start Task data

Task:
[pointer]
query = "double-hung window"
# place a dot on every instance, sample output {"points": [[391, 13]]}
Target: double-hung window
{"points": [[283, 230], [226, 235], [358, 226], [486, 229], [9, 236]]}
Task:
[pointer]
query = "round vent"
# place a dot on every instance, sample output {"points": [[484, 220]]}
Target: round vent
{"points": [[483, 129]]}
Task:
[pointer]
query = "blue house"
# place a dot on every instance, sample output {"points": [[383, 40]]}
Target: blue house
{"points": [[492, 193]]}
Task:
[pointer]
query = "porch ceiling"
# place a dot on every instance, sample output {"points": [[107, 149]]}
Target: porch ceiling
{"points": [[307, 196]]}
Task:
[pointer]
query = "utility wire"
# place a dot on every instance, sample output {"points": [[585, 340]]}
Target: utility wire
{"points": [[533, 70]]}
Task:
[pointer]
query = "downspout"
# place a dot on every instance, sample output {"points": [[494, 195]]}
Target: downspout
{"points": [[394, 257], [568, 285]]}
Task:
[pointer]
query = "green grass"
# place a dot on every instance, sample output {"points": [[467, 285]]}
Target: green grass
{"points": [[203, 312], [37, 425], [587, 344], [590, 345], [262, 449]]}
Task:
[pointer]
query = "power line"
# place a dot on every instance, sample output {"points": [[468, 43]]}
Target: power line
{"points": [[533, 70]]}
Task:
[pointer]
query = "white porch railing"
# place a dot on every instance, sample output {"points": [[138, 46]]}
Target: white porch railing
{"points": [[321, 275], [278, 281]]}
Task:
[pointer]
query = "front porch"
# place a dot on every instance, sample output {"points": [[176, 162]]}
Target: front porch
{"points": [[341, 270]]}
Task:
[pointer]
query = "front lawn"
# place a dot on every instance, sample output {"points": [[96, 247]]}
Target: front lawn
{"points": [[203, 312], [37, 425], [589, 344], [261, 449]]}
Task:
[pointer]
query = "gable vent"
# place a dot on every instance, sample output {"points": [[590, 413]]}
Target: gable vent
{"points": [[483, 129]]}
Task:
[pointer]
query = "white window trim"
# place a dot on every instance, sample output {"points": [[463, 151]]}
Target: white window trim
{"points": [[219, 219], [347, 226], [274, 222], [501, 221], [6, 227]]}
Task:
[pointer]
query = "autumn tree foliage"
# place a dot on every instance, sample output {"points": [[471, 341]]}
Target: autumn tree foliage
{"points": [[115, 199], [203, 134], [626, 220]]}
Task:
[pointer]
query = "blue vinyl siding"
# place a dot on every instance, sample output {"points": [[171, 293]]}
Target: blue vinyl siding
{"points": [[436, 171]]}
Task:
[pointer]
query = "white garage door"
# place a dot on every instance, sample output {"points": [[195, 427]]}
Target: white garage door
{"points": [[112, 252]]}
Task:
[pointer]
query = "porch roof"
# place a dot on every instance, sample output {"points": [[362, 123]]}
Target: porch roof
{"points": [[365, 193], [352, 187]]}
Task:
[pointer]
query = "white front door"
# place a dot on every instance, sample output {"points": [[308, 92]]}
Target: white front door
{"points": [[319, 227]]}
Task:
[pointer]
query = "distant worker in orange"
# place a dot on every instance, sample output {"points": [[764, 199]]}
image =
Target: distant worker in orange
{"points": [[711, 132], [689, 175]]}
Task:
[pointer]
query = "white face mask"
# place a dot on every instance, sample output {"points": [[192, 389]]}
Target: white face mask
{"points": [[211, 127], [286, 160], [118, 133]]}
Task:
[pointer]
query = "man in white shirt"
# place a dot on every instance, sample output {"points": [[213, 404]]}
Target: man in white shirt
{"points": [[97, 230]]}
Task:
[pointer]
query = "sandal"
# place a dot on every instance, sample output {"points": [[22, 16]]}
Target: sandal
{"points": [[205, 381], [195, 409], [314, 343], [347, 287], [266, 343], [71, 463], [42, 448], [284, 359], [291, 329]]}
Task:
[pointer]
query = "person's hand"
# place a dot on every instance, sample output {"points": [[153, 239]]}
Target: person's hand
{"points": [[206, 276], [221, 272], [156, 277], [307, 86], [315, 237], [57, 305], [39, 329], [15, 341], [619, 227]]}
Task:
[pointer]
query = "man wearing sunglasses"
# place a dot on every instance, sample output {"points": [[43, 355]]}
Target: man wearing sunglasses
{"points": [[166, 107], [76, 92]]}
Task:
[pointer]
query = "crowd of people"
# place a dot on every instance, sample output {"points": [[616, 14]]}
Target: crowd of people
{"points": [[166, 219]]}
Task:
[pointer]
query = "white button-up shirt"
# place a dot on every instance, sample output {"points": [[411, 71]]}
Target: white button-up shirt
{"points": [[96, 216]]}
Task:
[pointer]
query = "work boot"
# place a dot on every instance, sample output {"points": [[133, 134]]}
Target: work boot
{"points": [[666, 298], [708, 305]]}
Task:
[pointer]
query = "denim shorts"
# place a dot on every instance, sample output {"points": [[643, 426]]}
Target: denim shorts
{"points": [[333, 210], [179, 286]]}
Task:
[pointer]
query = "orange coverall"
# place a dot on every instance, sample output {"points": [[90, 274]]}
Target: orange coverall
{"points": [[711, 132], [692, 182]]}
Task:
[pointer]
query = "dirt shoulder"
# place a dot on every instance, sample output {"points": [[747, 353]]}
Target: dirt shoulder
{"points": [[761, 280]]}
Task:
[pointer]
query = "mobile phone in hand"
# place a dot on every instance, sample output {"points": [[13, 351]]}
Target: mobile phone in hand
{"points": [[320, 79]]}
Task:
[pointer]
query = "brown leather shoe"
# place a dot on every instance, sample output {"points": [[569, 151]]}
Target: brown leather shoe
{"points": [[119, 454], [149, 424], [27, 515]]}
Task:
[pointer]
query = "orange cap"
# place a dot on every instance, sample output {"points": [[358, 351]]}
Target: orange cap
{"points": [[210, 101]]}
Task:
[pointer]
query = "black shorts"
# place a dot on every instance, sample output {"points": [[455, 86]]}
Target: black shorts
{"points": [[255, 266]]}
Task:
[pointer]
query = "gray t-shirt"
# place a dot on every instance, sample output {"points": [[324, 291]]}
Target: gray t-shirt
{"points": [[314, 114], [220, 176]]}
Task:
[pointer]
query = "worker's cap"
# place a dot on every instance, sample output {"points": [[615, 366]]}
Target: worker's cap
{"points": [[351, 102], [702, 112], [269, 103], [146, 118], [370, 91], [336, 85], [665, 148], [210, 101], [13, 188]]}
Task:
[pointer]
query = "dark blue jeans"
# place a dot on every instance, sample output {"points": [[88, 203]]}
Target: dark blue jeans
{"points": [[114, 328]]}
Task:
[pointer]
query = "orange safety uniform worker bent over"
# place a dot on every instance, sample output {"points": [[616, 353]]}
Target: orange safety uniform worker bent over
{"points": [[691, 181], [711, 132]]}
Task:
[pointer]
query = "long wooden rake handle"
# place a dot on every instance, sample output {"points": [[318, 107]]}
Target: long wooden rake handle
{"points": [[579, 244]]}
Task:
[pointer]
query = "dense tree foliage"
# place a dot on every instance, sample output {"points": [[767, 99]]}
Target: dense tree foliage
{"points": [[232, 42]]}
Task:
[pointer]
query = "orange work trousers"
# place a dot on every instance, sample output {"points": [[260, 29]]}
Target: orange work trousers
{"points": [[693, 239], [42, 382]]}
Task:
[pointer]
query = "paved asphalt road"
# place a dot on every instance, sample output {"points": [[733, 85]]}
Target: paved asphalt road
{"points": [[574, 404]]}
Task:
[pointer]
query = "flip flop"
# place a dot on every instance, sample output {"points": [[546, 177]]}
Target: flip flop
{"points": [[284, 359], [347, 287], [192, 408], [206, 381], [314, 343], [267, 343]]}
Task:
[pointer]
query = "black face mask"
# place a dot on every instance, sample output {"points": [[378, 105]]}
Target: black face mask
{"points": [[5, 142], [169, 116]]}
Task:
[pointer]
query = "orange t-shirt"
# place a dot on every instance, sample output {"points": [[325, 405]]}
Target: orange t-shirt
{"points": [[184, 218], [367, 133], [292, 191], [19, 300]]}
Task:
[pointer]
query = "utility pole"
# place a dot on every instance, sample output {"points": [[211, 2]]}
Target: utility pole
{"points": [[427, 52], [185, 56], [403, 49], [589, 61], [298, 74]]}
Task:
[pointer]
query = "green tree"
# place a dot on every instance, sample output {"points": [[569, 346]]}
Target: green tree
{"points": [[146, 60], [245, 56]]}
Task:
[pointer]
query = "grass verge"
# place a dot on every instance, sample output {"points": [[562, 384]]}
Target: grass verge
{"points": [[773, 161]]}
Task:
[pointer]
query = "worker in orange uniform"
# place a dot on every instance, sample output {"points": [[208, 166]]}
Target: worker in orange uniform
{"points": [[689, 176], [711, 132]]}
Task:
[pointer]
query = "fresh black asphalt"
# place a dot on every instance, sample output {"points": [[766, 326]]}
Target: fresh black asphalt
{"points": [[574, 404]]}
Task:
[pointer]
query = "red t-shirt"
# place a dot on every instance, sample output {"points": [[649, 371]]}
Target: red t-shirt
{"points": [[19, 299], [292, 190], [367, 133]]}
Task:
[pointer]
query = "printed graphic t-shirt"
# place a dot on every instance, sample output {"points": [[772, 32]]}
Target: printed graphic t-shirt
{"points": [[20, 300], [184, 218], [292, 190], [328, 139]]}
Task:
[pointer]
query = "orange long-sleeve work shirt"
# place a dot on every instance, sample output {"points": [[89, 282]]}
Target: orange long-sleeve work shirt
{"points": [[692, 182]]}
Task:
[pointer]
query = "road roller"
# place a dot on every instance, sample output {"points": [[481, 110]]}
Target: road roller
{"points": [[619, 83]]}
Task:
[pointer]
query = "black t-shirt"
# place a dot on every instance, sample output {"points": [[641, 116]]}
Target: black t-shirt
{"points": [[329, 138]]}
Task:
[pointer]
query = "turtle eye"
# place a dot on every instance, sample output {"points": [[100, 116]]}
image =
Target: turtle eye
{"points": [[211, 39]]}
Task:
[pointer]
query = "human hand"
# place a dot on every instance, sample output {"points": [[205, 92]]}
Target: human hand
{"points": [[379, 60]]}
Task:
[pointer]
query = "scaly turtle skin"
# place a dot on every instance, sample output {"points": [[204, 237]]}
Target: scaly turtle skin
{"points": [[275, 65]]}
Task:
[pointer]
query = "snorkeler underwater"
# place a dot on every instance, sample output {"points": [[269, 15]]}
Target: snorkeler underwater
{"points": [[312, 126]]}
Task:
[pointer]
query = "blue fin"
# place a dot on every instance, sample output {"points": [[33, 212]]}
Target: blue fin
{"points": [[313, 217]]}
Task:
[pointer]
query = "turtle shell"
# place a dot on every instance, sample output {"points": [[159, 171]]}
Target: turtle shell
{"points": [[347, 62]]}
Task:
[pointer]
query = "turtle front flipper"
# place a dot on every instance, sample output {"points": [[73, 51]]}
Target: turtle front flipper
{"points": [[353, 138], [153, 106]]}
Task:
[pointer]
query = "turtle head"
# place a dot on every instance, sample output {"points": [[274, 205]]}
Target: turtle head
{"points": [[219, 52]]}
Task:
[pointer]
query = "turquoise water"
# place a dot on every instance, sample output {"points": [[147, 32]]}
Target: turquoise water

end Task data

• **Task to complete**
Identify every line of the items above that contains the string "scaly", and copy each such line in full.

• **Task response**
query = "scaly turtle skin"
Target: scaly turtle skin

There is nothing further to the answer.